Excerpts from an object-pointing dataset
..........

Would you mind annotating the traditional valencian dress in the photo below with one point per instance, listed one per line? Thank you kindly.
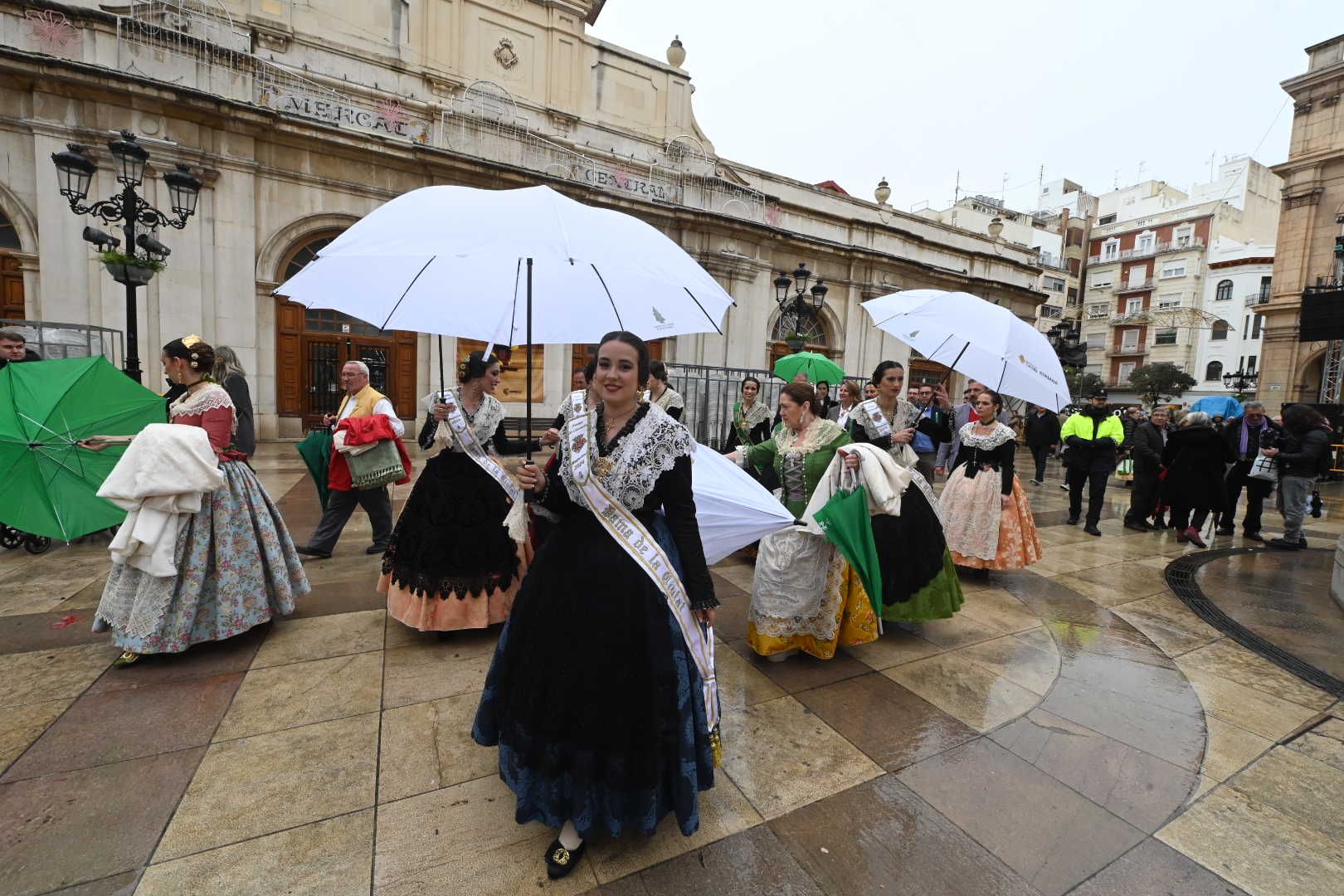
(983, 533)
(918, 578)
(236, 563)
(450, 563)
(594, 696)
(804, 596)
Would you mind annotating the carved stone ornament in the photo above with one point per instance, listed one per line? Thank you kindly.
(504, 54)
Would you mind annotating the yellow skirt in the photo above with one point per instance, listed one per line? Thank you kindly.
(856, 621)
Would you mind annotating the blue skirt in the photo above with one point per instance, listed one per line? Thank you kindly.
(593, 699)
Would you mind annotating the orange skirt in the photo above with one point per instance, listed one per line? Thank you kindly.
(1019, 544)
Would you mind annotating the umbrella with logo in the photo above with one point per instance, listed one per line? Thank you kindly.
(983, 340)
(49, 485)
(817, 367)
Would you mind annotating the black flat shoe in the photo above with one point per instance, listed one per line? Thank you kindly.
(561, 861)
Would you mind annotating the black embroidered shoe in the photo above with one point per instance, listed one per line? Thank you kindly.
(561, 861)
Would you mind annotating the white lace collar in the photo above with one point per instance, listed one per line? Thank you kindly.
(817, 436)
(639, 458)
(212, 397)
(757, 414)
(1001, 433)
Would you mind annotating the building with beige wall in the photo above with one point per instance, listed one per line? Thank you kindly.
(301, 117)
(1309, 227)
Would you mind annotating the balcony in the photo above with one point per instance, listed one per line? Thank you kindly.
(1133, 288)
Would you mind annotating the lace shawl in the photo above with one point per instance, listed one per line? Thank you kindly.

..........

Retype all of the data above verbatim, with the pictures left out.

Would you mind annotating the traditional valencian dress in the photo below with one point per instance, listed one per line? Thank you kindly.
(983, 533)
(918, 578)
(236, 563)
(450, 563)
(594, 696)
(804, 596)
Would you mind annotating the carved stone ornament in the photo above with one point per instance, listed one per line? Thank you kindly.
(504, 54)
Would you mind annotating the yellow skirt in the photo above with one point per instance, listed one per line? Thank you kindly.
(856, 621)
Would you mind annotating the blue skirt in the photo above with one point per instance, listed one per line? Thank you kindly.
(593, 699)
Would you mind annotating the orange skirt in the photo above with one point per instance, listed one per line? Thank you kindly.
(1019, 544)
Would you mind annotating the umbrella with logo in the photo above with one point per instance, listed one per line? Thank you kindly.
(983, 340)
(49, 485)
(817, 367)
Would you mind annotating the black flat shoe in the photo above with one point per instance, listed one per line? Thank you kindly.
(561, 861)
Would you mind annotating the black embroidered shoe in the photo above with one point per instance, listed one per line? Thank you kindly.
(561, 861)
Would you mind annotating the white lace collar in the photo above with one point per instance, listed one per line? Thank you kindly.
(817, 436)
(639, 458)
(212, 397)
(757, 414)
(1001, 433)
Would you mind annotating the building with beige wall in the photo above with one point per instance, listed one per line? Thank you kindly.
(301, 117)
(1309, 227)
Would you mind annotating the balcony in the photo above with one point per instance, listed one per line? Thank you kindly.
(1133, 288)
Would you mind annotating the lace shawl in the photo above with one point per instance, listed one per line? Thank you kindly.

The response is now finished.